### WORK INSTRUCTION A
According to the Monarch butterfly nature guide, on what plants do Monarchs lay their eggs?
### WORK INSTRUCTION B
Print the part of the Monarch butterfly nature guide between "Nature Guide: Monarch" and "North American butterfly.", inclusive.
### WORK INSTRUCTION C
Proceed with the Monarch butterfly nature guide, writing on from its final sentence.

### EXTRACTED TEXT

Tuesday, July 21, 2009

Nature Guide: Monarch Butterfly

You might have noticed that orange Monarch butterflies have reappeared in our area — and in Princeton Landing. Our Nature Guide Jon Latimer reports on the Monarch, the best-known North American butterfly.

"Monarchs are large butterflies, with a wingspan of up to 4 inches. The upper side of their wings is tawny-orange with black veins and a wide black border marked with two lines of small white spots. The underside is a pale orange or yellow-brown. The veins on the female are thicker than those on the male. Males also have two visible spots on the hindwings.

"A Monarch's bright orange color is a warning to predators. Monarchs lay their eggs on milkweed plants, which contain a strong toxic alkaloid. Young caterpillars feed on the milkweed and absorb the poison. When they become adults this poison makes them distasteful to birds. Few birds will try to eat a Monarch more than once.

"The Monarchs we see are the result of a migration that has taken two or three generations to complete. In early spring the first generation leaves their wintering grounds in central Mexico, more than 2,000 miles to our south. The journey north takes three or four months, but these butterflies have a lifespan of less than two months. So Monarchs lay eggs along the way to create new generations to continue the journey.

### EXCERPTED RECORDS
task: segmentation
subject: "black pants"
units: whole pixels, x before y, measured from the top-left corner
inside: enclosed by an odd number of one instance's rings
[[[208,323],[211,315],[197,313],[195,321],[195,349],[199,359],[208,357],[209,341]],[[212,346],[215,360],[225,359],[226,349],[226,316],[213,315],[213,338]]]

### TASK ANSWER A
Milkweed plants.

### TASK ANSWER B
Nature Guide: Monarch Butterfly

You might have noticed that orange Monarch butterflies have reappeared in our area — and in Princeton Landing. Our Nature Guide Jon Latimer reports on the Monarch, the best-known North American butterfly.

### TASK ANSWER C
"After about four days the eggs produce caterpillars. A caterpillar spends about two weeks eating to store up nutrients to carry it through the next stage of its development. When it is ready, the caterpillar molts to become a pupa or chrysalis. After two weeks an adult Monarch emerges from the chrysalis and continues to travel north. This process may be repeated two or three times before the migration is completed. In fall Monarchs return to the same wintering grounds they came from. How they manage to find their way back after several generations have passed is a mystery.

"Each fall millions of Monarch butterflies heading south pass through nearby Cape May. You can find out how to see them and learn more about Monarch butterflies at the Monarch Monitoring Project at the Cape May Bird Observatory."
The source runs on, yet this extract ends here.